═══ Raw records

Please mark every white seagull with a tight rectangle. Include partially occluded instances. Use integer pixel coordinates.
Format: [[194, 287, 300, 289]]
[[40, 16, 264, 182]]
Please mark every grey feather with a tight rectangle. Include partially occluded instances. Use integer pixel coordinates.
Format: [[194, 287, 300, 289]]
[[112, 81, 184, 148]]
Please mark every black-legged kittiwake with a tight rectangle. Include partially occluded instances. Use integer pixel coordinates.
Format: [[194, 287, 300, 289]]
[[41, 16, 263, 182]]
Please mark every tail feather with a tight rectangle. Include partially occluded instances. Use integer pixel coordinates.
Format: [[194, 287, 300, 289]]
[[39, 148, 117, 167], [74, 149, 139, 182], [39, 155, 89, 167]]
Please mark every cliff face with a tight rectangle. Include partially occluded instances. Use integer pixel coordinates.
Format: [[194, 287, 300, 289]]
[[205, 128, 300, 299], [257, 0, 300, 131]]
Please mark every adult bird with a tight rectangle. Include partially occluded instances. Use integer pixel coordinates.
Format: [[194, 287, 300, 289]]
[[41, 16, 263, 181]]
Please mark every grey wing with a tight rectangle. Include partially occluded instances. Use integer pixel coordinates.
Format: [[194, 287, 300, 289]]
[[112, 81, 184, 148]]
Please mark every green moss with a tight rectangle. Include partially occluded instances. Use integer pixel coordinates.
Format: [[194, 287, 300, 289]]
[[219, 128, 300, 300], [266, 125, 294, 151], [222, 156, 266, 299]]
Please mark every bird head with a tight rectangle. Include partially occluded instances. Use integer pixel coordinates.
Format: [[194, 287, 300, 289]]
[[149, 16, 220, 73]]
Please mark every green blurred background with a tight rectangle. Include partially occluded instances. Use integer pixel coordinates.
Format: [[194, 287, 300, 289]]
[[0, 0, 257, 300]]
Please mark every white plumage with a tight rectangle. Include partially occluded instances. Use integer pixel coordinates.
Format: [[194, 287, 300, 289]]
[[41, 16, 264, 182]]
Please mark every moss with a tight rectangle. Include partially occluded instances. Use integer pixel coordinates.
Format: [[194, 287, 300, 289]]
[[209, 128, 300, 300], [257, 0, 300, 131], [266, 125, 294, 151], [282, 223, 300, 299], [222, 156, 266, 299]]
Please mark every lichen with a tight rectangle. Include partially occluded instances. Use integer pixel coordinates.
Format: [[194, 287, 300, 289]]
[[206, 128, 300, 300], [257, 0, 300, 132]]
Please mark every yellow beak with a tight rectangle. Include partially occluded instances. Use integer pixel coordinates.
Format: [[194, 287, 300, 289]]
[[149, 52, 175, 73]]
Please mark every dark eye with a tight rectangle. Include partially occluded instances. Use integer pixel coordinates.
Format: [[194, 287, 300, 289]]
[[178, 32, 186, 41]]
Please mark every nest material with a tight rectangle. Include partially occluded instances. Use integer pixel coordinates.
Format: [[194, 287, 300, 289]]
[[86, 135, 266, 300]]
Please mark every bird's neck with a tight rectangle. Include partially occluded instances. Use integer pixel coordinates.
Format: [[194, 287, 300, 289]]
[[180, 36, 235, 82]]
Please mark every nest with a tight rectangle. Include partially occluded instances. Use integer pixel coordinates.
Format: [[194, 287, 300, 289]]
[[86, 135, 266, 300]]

══════

- Exercise prompt
Can you write out every line of the entries above as a single numbered list, skipping any blank lines?

- Output
1. Please mark every white seagull with a tight rectangle. Include partially occluded instances. Use integer pixel coordinates.
2. Format: [[194, 287, 300, 289]]
3. [[40, 16, 264, 182]]
4. Please mark every grey feather with a tight rectangle. Include partially occluded instances. Use integer pixel coordinates.
5. Format: [[194, 287, 300, 289]]
6. [[112, 81, 184, 148]]
7. Please mark every black-legged kittiwake with a tight rectangle. Include partially occluded instances. Use integer pixel coordinates.
8. Format: [[194, 287, 300, 289]]
9. [[41, 16, 263, 182]]
10. Please mark every tail feather with a tight rectangle. Include partially occluded instances. Use integer pixel coordinates.
11. Format: [[194, 287, 300, 289]]
12. [[39, 148, 117, 167], [74, 149, 139, 182], [39, 155, 89, 167]]
13. Please mark every cliff face with a tight rectangle. Include partially occluded instances. Use integer pixel coordinates.
14. Format: [[194, 287, 300, 289]]
15. [[205, 128, 300, 299], [257, 0, 300, 131]]
16. Please mark every adult bird with a tight rectangle. Include partially occluded instances. Use integer pixel coordinates.
17. Format: [[194, 287, 300, 289]]
18. [[41, 16, 263, 181]]
19. Please mark every grey wing with a tight rectangle. Include partially occluded instances. Use integer pixel coordinates.
20. Format: [[194, 287, 300, 289]]
21. [[112, 81, 184, 148]]
22. Please mark every green moss with a tight rectangle. Include partially occluded instances. Use integer pixel coordinates.
23. Format: [[194, 287, 300, 289]]
24. [[219, 128, 300, 300], [266, 125, 294, 151], [222, 156, 266, 299]]
25. Please mark every bird head with a tight rectangle. Include partially occluded instances. Use integer pixel coordinates.
26. Format: [[194, 287, 300, 289]]
27. [[149, 16, 220, 73]]
28. Please mark every green blurred background with a tight rectangle. Include partially occluded instances. Use integer pixel coordinates.
29. Format: [[194, 287, 300, 289]]
30. [[0, 0, 257, 300]]
31. Please mark every white plumage with a tight rectangle. Include partially occluded instances. Use integer pixel coordinates.
32. Format: [[194, 287, 300, 289]]
33. [[41, 16, 264, 182]]
34. Please mark every moss with a tight rectangle. Include partially occluded instances. Use integer pixel coordinates.
35. Format: [[194, 287, 300, 289]]
36. [[209, 128, 300, 300], [257, 0, 300, 131], [266, 125, 294, 151], [282, 223, 300, 299], [222, 156, 266, 299]]
37. Please mark every lichen with a tight rectangle. Include partially occluded instances. Use integer pixel coordinates.
38. Format: [[194, 287, 300, 289]]
39. [[206, 128, 300, 300], [257, 0, 300, 132]]
40. Please mark every yellow beak with a tight rectangle. Include partially occluded instances. Use integer pixel coordinates.
41. Format: [[194, 287, 300, 289]]
42. [[149, 52, 175, 73]]
43. Please mark every dark eye with a tight rectangle. Include partially occluded instances. Use integer pixel coordinates.
44. Format: [[194, 287, 300, 289]]
45. [[178, 32, 186, 41]]
46. Please mark every nest material with a tight rectangle. Include partially occluded instances. Use integer pixel coordinates.
47. Format: [[194, 287, 300, 289]]
48. [[86, 135, 266, 300]]
49. Please mark every bird's neck with a tight rectangle. Include partially occluded instances. Use integer pixel coordinates.
50. Format: [[194, 287, 300, 289]]
51. [[180, 36, 235, 82]]
52. Please mark every nest with a tight rectangle. Include partially occluded instances. Use integer pixel coordinates.
53. Format: [[194, 287, 300, 289]]
54. [[86, 135, 266, 300]]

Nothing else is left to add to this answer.